Renvoyez mot pour mot le passage de l'extrait sur le saturnisme qui commence aux mots contenant « Lorsque, malgré ces » et s'arrête après « de soufre sublimé. ».

◆ Extrait cité:
┌──

Afin d’offrir au plomb le moins de voies possible à son absorption, qu’il n’expose pas, surtout en été, ses bras, son cou, sa poitrine au contact de la poussière métallique, qu’il tienne, au contraire, sa blouse soigneusement boutonnée au col et aux poignets, qu’il quitte ce vêtement en sortant de l’atelier et qu’il ne néglige pas de le faire laver fréquemment.

Le compositeur qui suivra scrupuleusement ces indications s’affranchira en grande partie des désordres causés par le saturnisme, et si son organisme ne reste pas absolument indemne, du moins les effets toxiques seront-ils singulièrement atténués.

Lorsque, malgré ces précautions, la constipation tendra à s’établir d’une façon permanente, l’ouvrier la combattra utilement en prenant, au commencement des deux principaux repas, dans du pain à chanter un mélange de 10 grammes de miel et 10 grammes de soufre sublimé.

Il trouvera bien également, à l’époque des changements de saison de recourir aux purgatifs salins : sulfate de magnésie, 32 grammes, en dissolution dans un litre de bouillon d’herbes, à boire dans la matinée ; ou encore sulfate de soude, même dose et même préparation ; eau de Sedlitz, eau de Pullna, etc., etc.

└──

◆ Données de l'exercice:
┌──

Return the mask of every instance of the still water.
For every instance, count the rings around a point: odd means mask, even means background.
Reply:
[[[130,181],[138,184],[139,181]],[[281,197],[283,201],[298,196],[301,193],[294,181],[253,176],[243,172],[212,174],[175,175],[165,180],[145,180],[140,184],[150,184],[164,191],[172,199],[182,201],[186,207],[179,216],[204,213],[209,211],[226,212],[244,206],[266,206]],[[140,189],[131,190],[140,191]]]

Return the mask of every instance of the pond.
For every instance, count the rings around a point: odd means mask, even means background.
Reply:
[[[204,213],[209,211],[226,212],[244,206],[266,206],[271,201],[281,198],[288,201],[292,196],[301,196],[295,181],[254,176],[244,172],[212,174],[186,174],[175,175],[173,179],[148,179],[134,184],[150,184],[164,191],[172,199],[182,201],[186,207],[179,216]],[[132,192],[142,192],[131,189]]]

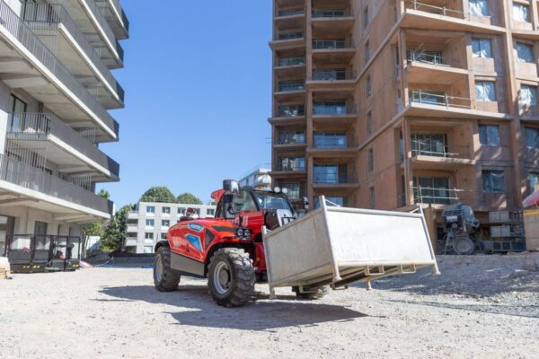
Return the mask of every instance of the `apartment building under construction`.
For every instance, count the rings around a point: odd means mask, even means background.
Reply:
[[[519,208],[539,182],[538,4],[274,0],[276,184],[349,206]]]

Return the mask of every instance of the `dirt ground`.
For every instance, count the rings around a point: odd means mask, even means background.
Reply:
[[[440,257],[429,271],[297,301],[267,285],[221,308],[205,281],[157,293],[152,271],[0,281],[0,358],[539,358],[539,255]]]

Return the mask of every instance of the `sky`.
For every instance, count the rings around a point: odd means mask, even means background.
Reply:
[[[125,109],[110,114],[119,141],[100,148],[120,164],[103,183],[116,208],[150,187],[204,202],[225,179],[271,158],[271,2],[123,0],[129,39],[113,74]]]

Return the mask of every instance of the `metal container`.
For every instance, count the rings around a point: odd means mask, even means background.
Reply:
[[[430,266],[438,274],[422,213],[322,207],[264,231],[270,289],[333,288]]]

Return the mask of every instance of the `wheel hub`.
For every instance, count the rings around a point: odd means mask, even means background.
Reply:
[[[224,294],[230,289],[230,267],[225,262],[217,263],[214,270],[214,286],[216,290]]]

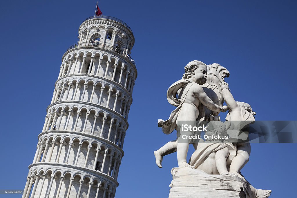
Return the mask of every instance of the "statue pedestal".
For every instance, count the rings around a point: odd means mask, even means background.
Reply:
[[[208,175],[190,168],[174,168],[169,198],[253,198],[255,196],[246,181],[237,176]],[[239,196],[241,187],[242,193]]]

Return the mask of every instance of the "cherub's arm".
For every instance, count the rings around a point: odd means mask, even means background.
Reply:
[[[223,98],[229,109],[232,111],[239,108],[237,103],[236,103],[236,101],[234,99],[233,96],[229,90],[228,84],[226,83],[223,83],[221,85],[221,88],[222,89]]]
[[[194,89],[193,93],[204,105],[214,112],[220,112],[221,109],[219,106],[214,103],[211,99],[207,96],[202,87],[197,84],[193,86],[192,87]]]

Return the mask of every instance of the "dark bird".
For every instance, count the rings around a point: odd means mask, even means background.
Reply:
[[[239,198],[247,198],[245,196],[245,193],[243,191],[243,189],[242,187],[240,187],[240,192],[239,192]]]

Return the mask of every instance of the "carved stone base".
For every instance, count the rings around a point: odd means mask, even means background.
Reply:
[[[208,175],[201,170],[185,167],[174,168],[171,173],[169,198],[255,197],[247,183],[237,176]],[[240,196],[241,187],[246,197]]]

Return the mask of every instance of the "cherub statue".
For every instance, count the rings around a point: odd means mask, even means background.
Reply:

└──

◆ Réponse ci-dessous:
Lorsque, malgré ces précautions, la constipation tendra à s’établir d’une façon permanente, l’ouvrier la combattra utilement en prenant, au commencement des deux principaux repas, dans du pain à chanter un mélange de 10 grammes de miel et 10 grammes de soufre sublimé.